> INSTRUCTIONS TO FOLLOW
Retype the line where "Keypoint guideline: for each instance of the acoustic" appears and each line that follows it down to the last line of the records below. Leave the pictures out.

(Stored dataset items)
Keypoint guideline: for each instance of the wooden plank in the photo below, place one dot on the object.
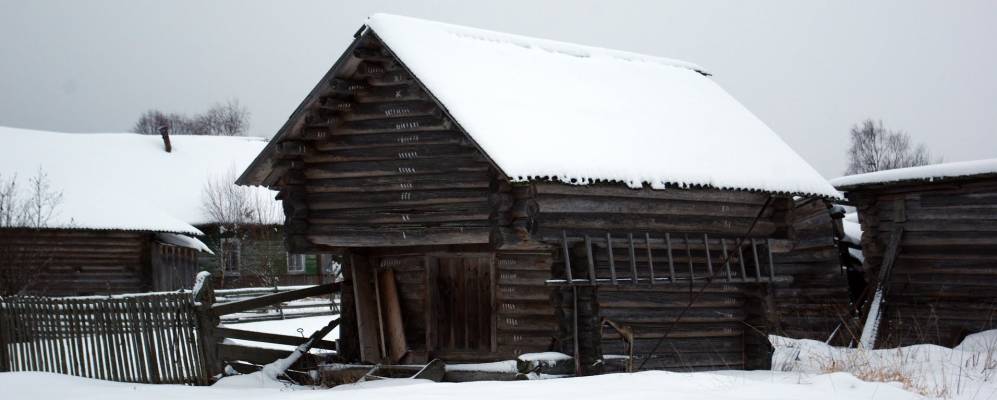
(276, 298)
(363, 291)
(723, 249)
(566, 254)
(394, 327)
(709, 260)
(758, 265)
(633, 259)
(233, 333)
(591, 259)
(688, 255)
(650, 258)
(612, 261)
(432, 301)
(671, 262)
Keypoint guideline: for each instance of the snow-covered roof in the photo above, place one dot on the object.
(126, 181)
(547, 109)
(923, 173)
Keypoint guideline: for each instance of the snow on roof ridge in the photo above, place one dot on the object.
(538, 114)
(529, 42)
(126, 181)
(924, 172)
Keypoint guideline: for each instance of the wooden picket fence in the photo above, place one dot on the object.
(148, 338)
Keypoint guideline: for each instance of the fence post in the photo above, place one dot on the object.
(203, 298)
(4, 340)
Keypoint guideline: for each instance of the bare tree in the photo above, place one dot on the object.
(21, 214)
(874, 148)
(221, 119)
(224, 119)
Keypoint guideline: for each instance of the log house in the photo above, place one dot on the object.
(938, 224)
(452, 252)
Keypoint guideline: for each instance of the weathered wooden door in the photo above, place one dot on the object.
(460, 317)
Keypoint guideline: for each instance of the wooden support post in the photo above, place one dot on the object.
(709, 260)
(591, 259)
(366, 305)
(723, 248)
(612, 261)
(567, 257)
(758, 265)
(688, 254)
(393, 315)
(207, 323)
(771, 261)
(740, 260)
(650, 256)
(633, 258)
(574, 330)
(380, 314)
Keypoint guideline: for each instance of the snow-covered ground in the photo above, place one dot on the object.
(655, 385)
(968, 371)
(802, 369)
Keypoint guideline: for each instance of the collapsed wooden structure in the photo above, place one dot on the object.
(930, 246)
(449, 257)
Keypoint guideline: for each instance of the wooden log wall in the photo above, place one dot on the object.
(526, 315)
(815, 303)
(376, 162)
(944, 280)
(173, 267)
(66, 262)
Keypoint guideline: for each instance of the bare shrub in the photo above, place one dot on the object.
(875, 148)
(245, 214)
(221, 119)
(21, 214)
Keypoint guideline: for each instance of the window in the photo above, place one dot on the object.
(231, 254)
(296, 263)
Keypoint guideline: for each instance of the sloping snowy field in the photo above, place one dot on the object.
(645, 385)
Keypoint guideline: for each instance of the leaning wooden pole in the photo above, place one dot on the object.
(870, 330)
(207, 323)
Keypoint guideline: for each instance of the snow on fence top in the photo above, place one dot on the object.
(127, 181)
(923, 173)
(547, 109)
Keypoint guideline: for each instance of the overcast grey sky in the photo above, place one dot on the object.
(808, 69)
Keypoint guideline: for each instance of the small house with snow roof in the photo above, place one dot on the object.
(121, 215)
(929, 241)
(495, 194)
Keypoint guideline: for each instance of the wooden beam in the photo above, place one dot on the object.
(232, 333)
(271, 299)
(394, 326)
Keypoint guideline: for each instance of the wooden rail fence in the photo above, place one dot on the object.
(149, 338)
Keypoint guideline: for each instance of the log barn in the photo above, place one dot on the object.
(929, 240)
(495, 194)
(122, 214)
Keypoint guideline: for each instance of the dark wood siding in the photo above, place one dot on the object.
(376, 162)
(80, 262)
(944, 281)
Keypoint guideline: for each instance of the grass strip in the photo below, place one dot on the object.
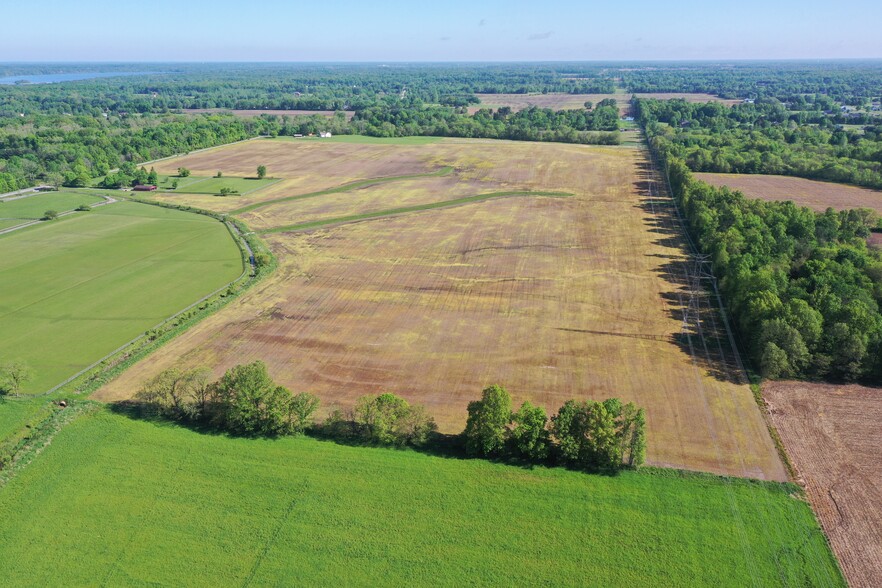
(404, 209)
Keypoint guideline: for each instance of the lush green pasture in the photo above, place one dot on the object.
(15, 411)
(124, 502)
(33, 207)
(214, 185)
(79, 288)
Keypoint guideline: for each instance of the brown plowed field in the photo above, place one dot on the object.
(255, 113)
(367, 199)
(576, 101)
(833, 435)
(814, 194)
(554, 298)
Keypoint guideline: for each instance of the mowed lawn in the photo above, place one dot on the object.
(78, 288)
(115, 501)
(33, 207)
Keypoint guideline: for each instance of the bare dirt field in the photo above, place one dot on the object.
(814, 194)
(553, 297)
(832, 435)
(576, 101)
(255, 113)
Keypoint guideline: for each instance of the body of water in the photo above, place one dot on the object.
(68, 77)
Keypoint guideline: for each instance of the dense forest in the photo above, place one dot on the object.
(803, 287)
(802, 138)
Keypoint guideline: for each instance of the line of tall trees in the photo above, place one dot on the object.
(586, 435)
(767, 137)
(803, 287)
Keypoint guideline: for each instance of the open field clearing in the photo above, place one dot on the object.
(812, 193)
(254, 113)
(241, 186)
(555, 298)
(832, 435)
(113, 494)
(88, 284)
(577, 101)
(33, 207)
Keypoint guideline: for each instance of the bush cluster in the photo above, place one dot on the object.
(589, 434)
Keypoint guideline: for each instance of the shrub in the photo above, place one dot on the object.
(390, 420)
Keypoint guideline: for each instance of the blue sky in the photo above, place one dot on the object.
(446, 30)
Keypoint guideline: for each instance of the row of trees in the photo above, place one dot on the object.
(766, 137)
(803, 287)
(587, 435)
(13, 375)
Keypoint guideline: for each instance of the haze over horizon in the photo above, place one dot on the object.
(346, 31)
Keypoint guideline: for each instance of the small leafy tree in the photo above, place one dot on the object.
(249, 402)
(302, 408)
(13, 375)
(529, 436)
(390, 420)
(586, 435)
(488, 421)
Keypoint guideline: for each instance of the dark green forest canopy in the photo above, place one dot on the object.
(803, 287)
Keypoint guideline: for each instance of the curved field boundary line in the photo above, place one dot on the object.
(248, 270)
(344, 188)
(405, 209)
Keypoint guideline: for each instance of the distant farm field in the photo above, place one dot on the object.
(78, 288)
(33, 207)
(559, 101)
(566, 285)
(812, 193)
(127, 502)
(237, 185)
(832, 435)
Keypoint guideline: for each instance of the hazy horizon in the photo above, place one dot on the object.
(455, 31)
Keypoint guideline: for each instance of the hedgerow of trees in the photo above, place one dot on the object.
(586, 435)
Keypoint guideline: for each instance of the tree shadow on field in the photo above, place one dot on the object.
(690, 300)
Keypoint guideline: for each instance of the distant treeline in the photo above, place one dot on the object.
(587, 435)
(803, 288)
(846, 82)
(768, 138)
(292, 87)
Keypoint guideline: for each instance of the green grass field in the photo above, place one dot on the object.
(33, 207)
(115, 501)
(85, 285)
(213, 185)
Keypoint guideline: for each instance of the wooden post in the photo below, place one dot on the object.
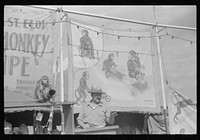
(161, 73)
(70, 117)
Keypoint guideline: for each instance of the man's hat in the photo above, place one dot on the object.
(111, 54)
(96, 89)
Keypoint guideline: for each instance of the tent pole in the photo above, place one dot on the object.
(61, 73)
(161, 72)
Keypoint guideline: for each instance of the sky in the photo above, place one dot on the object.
(179, 56)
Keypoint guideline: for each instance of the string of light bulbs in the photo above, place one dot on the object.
(109, 50)
(5, 49)
(117, 35)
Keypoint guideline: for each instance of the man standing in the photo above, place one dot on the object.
(95, 113)
(7, 126)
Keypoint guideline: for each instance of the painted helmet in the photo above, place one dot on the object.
(111, 55)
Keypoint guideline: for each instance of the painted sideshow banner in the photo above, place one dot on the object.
(121, 66)
(28, 49)
(182, 114)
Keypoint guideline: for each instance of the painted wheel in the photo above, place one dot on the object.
(108, 98)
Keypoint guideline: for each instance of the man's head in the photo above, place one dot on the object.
(45, 80)
(85, 75)
(84, 32)
(111, 56)
(96, 93)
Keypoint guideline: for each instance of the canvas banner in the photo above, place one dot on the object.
(120, 62)
(28, 48)
(182, 114)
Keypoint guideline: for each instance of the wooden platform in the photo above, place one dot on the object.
(101, 130)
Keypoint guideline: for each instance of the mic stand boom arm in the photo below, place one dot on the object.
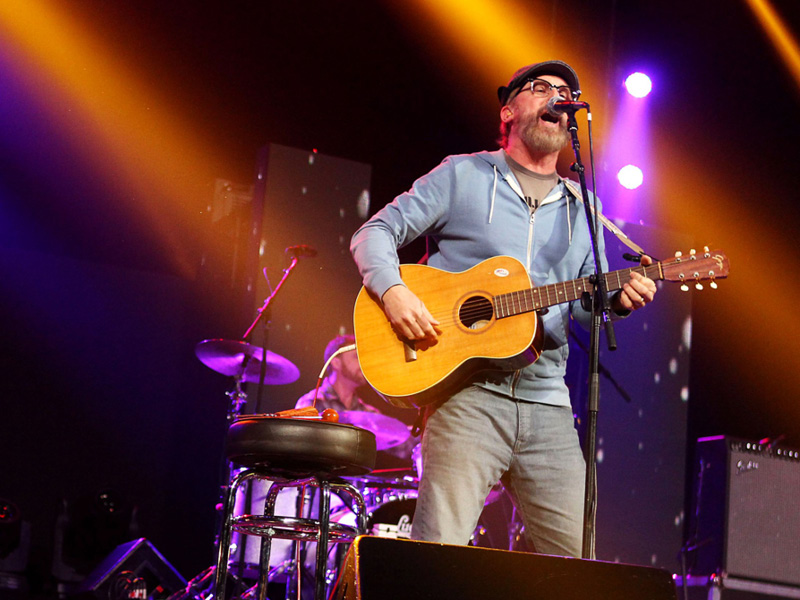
(266, 309)
(601, 311)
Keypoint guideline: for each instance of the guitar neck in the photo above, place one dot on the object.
(514, 303)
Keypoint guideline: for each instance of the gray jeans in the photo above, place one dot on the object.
(478, 437)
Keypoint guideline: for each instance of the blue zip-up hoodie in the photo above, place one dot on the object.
(472, 208)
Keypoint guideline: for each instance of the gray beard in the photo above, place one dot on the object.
(539, 140)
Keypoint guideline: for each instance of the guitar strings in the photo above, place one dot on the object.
(483, 312)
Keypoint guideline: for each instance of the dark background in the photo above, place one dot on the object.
(113, 266)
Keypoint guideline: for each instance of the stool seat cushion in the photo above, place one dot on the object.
(297, 448)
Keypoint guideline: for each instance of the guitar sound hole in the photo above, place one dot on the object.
(476, 312)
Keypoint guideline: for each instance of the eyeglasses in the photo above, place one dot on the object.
(542, 88)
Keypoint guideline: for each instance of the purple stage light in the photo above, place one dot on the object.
(638, 85)
(630, 177)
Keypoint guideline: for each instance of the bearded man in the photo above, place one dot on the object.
(512, 426)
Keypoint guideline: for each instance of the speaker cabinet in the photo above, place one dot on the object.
(132, 570)
(745, 518)
(392, 569)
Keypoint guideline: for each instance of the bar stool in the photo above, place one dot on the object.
(292, 453)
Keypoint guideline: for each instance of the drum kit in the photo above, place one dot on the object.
(390, 495)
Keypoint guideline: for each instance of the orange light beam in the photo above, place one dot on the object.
(779, 34)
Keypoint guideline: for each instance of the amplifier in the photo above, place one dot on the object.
(745, 520)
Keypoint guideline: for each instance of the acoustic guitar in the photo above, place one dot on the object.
(489, 318)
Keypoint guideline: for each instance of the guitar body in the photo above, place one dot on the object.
(471, 338)
(488, 318)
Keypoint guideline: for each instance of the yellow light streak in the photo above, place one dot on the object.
(124, 129)
(779, 35)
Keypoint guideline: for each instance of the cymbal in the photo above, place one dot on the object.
(234, 358)
(389, 432)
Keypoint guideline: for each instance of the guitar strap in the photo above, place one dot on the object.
(576, 192)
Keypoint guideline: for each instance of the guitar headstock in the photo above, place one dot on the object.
(708, 266)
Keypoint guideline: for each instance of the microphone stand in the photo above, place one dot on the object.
(267, 310)
(601, 313)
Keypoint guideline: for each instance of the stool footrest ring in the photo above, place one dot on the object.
(291, 528)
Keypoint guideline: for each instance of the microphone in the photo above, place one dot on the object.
(301, 250)
(556, 106)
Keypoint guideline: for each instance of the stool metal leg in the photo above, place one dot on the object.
(266, 543)
(224, 549)
(322, 542)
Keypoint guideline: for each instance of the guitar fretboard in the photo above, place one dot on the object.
(522, 301)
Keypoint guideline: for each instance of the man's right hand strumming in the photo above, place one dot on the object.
(408, 315)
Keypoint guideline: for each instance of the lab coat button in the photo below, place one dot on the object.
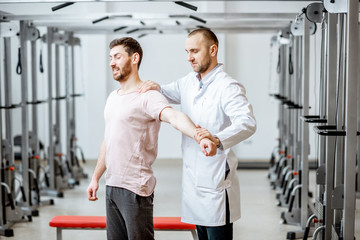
(227, 183)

> WORKED ANSWER
Keypoint guideline: for each instance of the acoustic guitar in the photo above, place one dot on the object.
(489, 318)
Keypoint guideline: for each instance of the guitar body in the photo above, place one dot on the object.
(471, 338)
(488, 318)
Keypoint guideline: for each instance of the yellow light streak in the photo above, place one dot on the object.
(124, 129)
(779, 35)
Keypoint guideline: for each instance of the cymbal in the photo above, place one dot on the object.
(234, 358)
(389, 432)
Keypoint guideline: for each instance of the guitar strap in the photo above, place one dot on the object.
(576, 192)
Keypoint guideline: for each instance of the guitar headstock in the photo above, place one dot on the object.
(708, 266)
Keypoint guideline: for each instance of the microphone stand in the photo above, place one dot on the object.
(267, 310)
(601, 313)
Keypoint guideline: for each instance of the stool footrest ring in the photo above, place one dot on the object.
(291, 528)
Keypoint guideline: for each instance of the microphone in the photo above, place one dot on the object.
(301, 250)
(556, 106)
Keypoint guideline: for each instance of the stool metal leg in the photo above, place one dot on the object.
(266, 543)
(224, 549)
(322, 542)
Keypoint guideline: for each instance of the guitar fretboard in the photo above, place one dot on the object.
(522, 301)
Keypoint guideline: for each instance of the man's right hand strumming in the photo above, place one dot on the object.
(408, 315)
Keypoint guideline: for each instance of the lab coat button in the photo below, place one dot on the object.
(227, 183)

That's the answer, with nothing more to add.